(Beginning of Dataset content)

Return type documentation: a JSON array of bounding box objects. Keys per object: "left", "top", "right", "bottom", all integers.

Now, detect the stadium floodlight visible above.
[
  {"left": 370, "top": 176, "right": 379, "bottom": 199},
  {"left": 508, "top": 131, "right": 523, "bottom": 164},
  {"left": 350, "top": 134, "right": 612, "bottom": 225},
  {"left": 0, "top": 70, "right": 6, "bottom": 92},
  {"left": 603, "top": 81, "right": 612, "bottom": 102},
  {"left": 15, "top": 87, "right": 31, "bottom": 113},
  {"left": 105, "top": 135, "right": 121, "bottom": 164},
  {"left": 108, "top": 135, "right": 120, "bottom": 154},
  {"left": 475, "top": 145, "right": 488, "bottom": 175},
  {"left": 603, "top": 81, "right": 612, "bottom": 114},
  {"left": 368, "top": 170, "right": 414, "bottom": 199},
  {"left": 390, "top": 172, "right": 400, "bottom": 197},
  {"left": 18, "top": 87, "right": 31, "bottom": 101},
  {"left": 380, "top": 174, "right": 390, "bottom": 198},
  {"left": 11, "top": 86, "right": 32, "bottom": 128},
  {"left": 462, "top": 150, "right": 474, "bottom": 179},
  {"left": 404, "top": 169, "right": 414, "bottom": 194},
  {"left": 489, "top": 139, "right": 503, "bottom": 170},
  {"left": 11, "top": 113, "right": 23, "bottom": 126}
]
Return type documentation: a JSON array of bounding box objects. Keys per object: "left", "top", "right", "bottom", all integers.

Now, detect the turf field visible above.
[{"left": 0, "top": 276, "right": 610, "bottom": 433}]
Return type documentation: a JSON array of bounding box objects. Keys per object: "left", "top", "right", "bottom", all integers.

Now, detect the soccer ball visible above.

(End of Dataset content)

# Directions for this task
Each line of the records above must be copied exactly.

# Completed task
Return type documentation: a JSON array of bounding box objects. Keys per object: "left", "top", "right", "bottom", all integers.

Now, detect the stadium floodlight visible above.
[
  {"left": 370, "top": 176, "right": 379, "bottom": 199},
  {"left": 508, "top": 131, "right": 523, "bottom": 164},
  {"left": 350, "top": 134, "right": 612, "bottom": 225},
  {"left": 0, "top": 70, "right": 6, "bottom": 92},
  {"left": 603, "top": 81, "right": 612, "bottom": 102},
  {"left": 15, "top": 87, "right": 31, "bottom": 113},
  {"left": 105, "top": 135, "right": 121, "bottom": 164},
  {"left": 108, "top": 135, "right": 120, "bottom": 154},
  {"left": 475, "top": 145, "right": 488, "bottom": 175},
  {"left": 603, "top": 81, "right": 612, "bottom": 114},
  {"left": 368, "top": 170, "right": 414, "bottom": 199},
  {"left": 390, "top": 172, "right": 400, "bottom": 197},
  {"left": 18, "top": 87, "right": 31, "bottom": 101},
  {"left": 380, "top": 174, "right": 390, "bottom": 198},
  {"left": 11, "top": 86, "right": 32, "bottom": 128},
  {"left": 462, "top": 150, "right": 474, "bottom": 179},
  {"left": 404, "top": 169, "right": 414, "bottom": 194},
  {"left": 489, "top": 139, "right": 503, "bottom": 170},
  {"left": 11, "top": 113, "right": 23, "bottom": 126}
]
Return type documentation: a JSON array of bounding box objects. Keys per object: "left", "top", "right", "bottom", all integers.

Now, detect the turf field visible above.
[{"left": 0, "top": 276, "right": 610, "bottom": 433}]
Return type documentation: a JSON array of bounding box objects. Keys per object: "left", "top", "right", "bottom", all integers.

Now, detect the soccer ball visible above.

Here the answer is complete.